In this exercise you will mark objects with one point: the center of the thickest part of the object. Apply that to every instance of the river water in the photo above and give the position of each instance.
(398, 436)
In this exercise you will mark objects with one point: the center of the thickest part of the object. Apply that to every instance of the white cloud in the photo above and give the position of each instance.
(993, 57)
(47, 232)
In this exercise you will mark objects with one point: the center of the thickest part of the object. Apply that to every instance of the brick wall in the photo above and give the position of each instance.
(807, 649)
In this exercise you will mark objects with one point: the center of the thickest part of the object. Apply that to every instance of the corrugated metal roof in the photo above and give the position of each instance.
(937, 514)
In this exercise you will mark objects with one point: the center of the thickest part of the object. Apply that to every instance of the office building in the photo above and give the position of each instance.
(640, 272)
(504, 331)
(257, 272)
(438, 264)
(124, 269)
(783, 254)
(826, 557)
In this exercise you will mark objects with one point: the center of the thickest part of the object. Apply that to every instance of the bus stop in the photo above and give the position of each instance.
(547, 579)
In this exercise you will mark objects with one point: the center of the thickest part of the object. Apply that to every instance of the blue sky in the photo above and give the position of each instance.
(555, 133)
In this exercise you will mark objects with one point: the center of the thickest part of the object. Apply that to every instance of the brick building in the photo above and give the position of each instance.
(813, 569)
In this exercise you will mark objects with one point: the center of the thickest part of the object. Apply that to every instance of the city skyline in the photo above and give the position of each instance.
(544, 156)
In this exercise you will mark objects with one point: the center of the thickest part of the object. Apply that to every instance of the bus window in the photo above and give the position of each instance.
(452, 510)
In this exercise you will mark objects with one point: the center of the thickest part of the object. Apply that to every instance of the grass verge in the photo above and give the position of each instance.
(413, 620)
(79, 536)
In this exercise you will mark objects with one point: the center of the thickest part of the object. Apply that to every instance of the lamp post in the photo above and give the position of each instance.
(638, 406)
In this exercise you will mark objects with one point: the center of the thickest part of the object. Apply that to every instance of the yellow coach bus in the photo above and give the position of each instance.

########

**What you have to do:** Your answer must consist of every line above, reproduced exactly.

**Exercise response:**
In this exercise you will mark objects with one point: the center of the thickest part of the object. Apply that to every instance of the river water in the photo above and give the position of each instance.
(398, 436)
In this exercise you will mark objects with one point: the center of the thickest part of the object. Apply that to every instance of the white cloud in the photo above and give the position of each instance.
(993, 57)
(47, 232)
In this exercise you will mark objects with one point: the center of the thickest part of the object. Apply that to every instance of the brick wall in the photo above and give the position of each instance.
(807, 649)
In this exercise you will mark objects with one point: the center of the thickest part of the object. Apply that to every instance of the corrugated metal roof in the photo above and give the position of each instance.
(937, 514)
In this exercise you will mark objects with one point: the center of the thickest part of the object. Apply that to every instance of the office building in the photo above and give the position of each instance.
(640, 272)
(504, 331)
(257, 272)
(438, 264)
(124, 269)
(783, 254)
(826, 557)
In this exercise you will mark objects with one point: the center of the thickest part of the object. Apply that to every instance of the bus stop in the photo above and give the position of each instance.
(547, 579)
In this exercise you will mark objects with one point: the center of the thickest part of the object. Apply that to every instance of the blue sky in the photo above and give the position of each instance.
(555, 133)
In this exercise you will mark objects with one point: the center of the thickest part of the object. Apply that to every instance of the brick building in the photo above and give the position of each instance.
(813, 569)
In this exercise you will mark objects with one point: the center of the thickest part of the object. Apply that to every instance of the city skyline in the photo above and give the position of each instance.
(544, 156)
In this exercise you will mark objects with one point: the center of the thickest part of the object. Apply that to every instance of the bus window in the photo above and give the position of each instance.
(452, 510)
In this exercise you will mark objects with one point: the center of the thickest part of the object. Apply that to every instance of the grass verge in the photo above and give the position of each instance.
(413, 620)
(79, 536)
In this exercise you will mark objects with one point: the center of the thickest part of the object. Apply that to every instance of the lamp post in the photo above and give the position of each instance.
(638, 406)
In this exercise you will mark objects with one point: the center of the thickest part of the object. Apply that to every instance of the yellow coach bus in the photo above and give the position of each instance.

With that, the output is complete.